[Location identification entries]
——————————
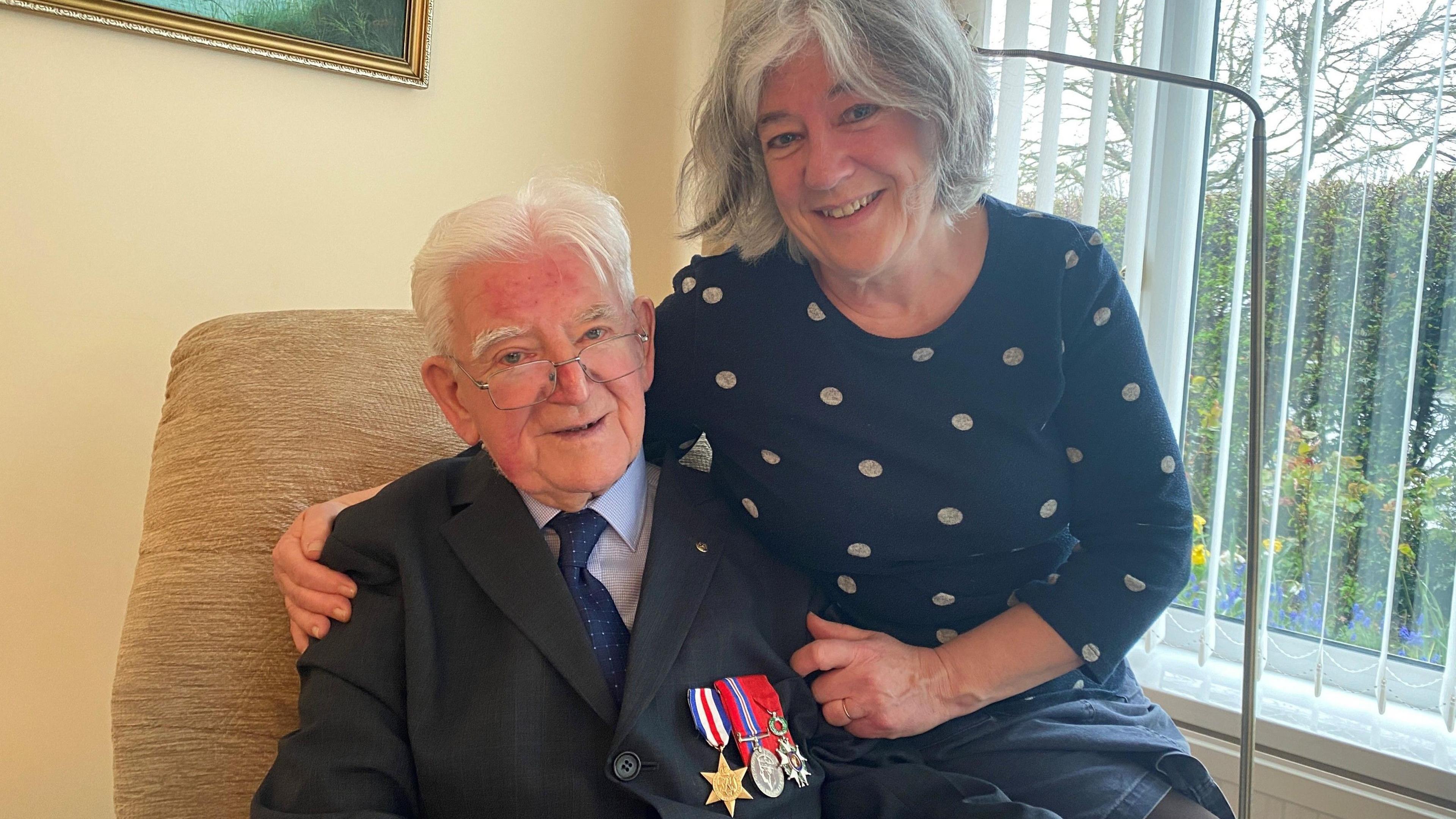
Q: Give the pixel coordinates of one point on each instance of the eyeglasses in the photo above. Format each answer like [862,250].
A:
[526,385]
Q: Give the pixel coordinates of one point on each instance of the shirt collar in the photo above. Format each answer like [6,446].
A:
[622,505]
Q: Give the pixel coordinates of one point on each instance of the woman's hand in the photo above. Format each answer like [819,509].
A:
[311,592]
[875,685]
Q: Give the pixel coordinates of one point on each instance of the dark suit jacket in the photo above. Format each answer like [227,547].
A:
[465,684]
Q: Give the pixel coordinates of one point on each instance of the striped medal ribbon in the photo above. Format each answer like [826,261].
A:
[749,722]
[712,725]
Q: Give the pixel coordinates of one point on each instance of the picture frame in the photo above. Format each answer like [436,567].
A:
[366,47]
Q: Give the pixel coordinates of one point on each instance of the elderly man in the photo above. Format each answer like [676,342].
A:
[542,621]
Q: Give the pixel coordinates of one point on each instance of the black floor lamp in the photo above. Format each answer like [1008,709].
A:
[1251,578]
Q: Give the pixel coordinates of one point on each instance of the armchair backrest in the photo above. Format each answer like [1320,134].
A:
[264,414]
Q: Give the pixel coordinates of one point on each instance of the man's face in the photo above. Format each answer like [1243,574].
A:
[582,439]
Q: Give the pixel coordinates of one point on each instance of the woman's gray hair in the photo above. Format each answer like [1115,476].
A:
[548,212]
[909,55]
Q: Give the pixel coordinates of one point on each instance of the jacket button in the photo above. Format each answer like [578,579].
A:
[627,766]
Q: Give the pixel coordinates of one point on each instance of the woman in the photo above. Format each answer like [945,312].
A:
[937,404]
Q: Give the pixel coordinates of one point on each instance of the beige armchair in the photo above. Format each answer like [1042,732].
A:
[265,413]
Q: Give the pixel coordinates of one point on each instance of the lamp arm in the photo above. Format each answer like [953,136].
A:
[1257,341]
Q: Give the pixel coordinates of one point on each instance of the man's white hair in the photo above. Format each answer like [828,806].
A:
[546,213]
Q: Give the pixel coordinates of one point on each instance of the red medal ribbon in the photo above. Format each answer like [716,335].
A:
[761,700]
——————————
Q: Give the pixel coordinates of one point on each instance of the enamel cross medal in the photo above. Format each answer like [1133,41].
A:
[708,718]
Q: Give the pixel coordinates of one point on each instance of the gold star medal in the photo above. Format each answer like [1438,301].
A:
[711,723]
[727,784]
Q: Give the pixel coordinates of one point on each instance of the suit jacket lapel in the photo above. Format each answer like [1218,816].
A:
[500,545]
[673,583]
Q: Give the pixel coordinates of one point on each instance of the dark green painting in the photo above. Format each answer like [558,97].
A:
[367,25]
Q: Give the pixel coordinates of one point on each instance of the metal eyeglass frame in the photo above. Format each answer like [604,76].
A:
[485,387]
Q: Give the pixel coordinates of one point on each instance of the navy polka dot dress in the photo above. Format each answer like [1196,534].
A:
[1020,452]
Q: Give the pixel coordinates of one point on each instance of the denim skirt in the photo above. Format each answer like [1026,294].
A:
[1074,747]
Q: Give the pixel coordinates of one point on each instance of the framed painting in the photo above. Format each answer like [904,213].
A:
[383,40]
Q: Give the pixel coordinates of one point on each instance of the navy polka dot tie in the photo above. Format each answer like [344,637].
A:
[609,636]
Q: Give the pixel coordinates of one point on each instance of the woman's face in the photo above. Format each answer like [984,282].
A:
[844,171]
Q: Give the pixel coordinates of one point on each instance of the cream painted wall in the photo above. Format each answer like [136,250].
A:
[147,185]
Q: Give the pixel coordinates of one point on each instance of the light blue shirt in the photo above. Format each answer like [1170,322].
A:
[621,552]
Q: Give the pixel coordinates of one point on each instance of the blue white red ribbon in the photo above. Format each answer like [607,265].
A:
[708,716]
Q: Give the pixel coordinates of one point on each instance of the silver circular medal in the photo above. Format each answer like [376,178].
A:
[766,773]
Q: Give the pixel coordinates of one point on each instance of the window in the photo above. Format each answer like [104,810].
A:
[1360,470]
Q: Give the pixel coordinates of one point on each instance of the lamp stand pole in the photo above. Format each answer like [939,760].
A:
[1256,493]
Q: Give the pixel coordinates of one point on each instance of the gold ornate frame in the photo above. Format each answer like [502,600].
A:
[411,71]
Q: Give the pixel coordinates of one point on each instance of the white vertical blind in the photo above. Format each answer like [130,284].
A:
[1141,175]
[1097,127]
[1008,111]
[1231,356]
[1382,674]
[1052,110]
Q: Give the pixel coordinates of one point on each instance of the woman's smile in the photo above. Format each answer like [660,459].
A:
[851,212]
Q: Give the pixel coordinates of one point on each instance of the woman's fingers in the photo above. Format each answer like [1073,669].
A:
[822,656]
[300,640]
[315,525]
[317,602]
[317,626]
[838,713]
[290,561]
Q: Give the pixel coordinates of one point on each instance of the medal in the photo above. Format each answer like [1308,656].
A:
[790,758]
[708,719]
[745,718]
——————————
**Required work:**
Return every line of the listing above that contains the word "woman". Matching is case-sensitive.

**Reply to the task:**
Q: Give the pixel coordinates of one point on each instance of the woman's hand in the photo above. Format each answer like [819,509].
Q: Give the pixel coordinates of one point on each instance of the woman's gray hair in the photo above. Format each answer like [1115,476].
Q: Give the pixel coordinates of one point on each instance of the woman in the photo above. Format each answer like [945,312].
Q: Give the pixel coordinates of one point on each instance of the woman's face in the photo above. Format each answer like [984,282].
Q: Give the pixel coordinates of one point on each instance of the woman's smile in the photo above. Format each answer like [660,459].
Q: Give the pixel coordinates of one point on each instance of the woman's fingers in the photo above. Format each answer like [1073,669].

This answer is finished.